Excerpts from a dataset:
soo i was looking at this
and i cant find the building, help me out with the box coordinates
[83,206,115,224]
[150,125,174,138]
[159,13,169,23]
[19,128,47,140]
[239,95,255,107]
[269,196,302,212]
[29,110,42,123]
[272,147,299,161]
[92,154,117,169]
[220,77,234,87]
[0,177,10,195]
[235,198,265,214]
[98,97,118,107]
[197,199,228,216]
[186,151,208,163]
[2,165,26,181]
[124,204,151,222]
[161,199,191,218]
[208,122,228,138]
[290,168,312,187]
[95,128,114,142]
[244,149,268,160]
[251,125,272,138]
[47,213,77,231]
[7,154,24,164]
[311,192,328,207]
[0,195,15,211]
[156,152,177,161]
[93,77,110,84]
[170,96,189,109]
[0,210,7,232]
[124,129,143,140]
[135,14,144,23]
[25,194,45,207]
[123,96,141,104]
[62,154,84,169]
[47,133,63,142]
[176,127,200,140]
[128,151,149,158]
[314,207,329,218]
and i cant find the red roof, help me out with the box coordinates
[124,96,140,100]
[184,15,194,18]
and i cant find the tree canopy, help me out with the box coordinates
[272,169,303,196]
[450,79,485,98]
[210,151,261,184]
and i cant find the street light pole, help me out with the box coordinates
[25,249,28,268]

---

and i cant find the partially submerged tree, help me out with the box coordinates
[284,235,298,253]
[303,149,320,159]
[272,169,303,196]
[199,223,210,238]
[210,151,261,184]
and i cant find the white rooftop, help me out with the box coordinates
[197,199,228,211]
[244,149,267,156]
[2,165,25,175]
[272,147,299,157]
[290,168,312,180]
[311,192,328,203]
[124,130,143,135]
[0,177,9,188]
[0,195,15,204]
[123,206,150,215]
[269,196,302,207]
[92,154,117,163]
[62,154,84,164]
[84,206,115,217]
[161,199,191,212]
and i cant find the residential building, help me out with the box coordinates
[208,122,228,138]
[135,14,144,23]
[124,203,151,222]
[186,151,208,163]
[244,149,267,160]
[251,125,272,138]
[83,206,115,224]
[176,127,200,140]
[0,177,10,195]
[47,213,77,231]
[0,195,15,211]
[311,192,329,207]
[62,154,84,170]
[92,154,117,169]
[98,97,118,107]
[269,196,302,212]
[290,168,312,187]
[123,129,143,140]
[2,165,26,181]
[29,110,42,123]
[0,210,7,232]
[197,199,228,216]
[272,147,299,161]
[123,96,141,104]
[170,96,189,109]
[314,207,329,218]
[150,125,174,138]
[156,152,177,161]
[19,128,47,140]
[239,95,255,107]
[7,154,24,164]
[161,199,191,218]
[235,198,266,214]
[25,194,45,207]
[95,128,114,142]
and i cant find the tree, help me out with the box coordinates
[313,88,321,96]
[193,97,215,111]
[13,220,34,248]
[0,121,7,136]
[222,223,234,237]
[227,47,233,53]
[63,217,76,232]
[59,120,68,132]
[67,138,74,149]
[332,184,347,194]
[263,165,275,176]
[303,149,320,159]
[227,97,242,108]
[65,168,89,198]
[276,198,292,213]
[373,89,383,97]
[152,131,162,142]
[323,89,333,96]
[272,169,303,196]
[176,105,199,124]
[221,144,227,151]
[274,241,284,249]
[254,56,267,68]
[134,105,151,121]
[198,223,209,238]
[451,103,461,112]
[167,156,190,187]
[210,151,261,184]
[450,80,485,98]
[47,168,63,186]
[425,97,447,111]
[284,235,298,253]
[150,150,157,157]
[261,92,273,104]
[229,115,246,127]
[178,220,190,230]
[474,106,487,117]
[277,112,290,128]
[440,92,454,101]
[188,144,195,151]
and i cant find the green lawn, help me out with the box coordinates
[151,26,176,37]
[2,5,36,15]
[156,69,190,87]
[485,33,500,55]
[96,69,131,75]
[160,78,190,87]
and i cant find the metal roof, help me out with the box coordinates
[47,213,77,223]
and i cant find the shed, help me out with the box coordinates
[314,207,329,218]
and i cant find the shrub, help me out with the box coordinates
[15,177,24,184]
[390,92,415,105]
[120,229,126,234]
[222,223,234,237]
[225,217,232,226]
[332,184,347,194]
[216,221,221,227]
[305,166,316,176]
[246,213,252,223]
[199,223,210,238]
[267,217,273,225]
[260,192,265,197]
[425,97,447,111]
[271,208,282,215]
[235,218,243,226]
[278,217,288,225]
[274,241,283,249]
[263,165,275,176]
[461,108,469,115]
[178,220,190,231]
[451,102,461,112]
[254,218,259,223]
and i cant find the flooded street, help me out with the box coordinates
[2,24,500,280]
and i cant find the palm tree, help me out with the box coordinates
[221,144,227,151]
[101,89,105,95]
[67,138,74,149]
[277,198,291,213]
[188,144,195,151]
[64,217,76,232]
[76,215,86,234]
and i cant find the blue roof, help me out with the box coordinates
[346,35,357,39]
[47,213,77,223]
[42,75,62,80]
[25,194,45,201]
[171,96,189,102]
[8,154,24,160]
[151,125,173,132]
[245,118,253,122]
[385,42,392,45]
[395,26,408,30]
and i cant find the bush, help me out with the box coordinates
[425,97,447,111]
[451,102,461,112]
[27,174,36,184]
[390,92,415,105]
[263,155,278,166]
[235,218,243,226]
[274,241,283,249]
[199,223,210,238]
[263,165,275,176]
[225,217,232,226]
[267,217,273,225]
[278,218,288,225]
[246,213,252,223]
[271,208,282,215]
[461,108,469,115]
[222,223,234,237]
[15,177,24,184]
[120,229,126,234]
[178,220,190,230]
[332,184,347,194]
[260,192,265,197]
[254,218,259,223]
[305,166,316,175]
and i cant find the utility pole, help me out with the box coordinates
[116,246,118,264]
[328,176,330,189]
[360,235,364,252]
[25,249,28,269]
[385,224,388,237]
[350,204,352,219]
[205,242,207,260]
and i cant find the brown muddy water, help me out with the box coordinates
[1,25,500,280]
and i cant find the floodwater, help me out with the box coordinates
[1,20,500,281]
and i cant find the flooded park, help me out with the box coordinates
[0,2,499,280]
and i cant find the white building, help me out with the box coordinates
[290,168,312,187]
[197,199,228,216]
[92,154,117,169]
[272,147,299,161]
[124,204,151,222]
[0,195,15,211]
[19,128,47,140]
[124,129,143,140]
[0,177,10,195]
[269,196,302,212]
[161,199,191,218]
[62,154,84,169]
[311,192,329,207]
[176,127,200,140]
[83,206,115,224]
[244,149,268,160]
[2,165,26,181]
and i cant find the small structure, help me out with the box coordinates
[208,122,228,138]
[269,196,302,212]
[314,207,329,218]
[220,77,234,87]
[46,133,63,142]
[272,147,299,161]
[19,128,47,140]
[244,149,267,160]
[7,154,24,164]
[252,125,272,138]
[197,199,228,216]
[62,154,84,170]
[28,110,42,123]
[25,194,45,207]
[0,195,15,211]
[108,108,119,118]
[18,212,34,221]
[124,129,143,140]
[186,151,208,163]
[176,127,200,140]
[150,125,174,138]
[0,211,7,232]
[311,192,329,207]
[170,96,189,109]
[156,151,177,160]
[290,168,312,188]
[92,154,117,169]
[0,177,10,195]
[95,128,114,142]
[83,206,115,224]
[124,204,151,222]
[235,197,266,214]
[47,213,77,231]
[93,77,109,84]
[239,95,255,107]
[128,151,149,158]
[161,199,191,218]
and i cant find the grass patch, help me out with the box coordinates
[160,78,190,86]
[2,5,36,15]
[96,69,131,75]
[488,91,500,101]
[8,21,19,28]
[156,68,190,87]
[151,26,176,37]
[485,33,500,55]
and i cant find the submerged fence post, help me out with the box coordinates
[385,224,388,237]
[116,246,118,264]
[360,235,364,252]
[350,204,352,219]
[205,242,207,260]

---

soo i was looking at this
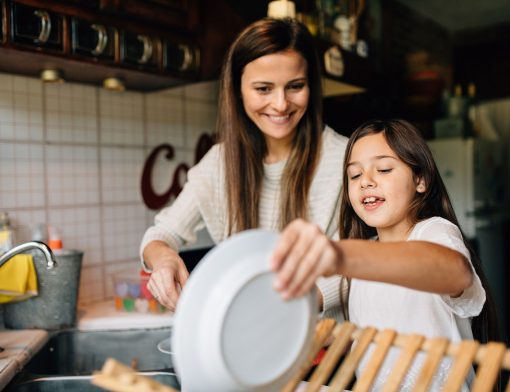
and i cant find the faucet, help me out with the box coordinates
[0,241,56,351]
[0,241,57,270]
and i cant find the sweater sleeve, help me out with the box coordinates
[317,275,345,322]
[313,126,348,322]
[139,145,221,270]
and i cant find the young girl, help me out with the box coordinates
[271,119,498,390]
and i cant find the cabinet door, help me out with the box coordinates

__YOUR ASSIGNMENT__
From the records above, copy only the lines starting with the line that holds "and i cant find the sweater" and going on through the line that holds "and i cant find the cabinet", exactly as written.

__SOLUTION FOR THIS TASK__
and i cant find the sweater sleeve, help me out with the box coordinates
[317,275,345,322]
[313,126,348,322]
[139,145,221,270]
and i cant find the young girl, help me out with the box coordinates
[271,119,498,390]
and i cant find the cabinet door, help me out with the box coordinates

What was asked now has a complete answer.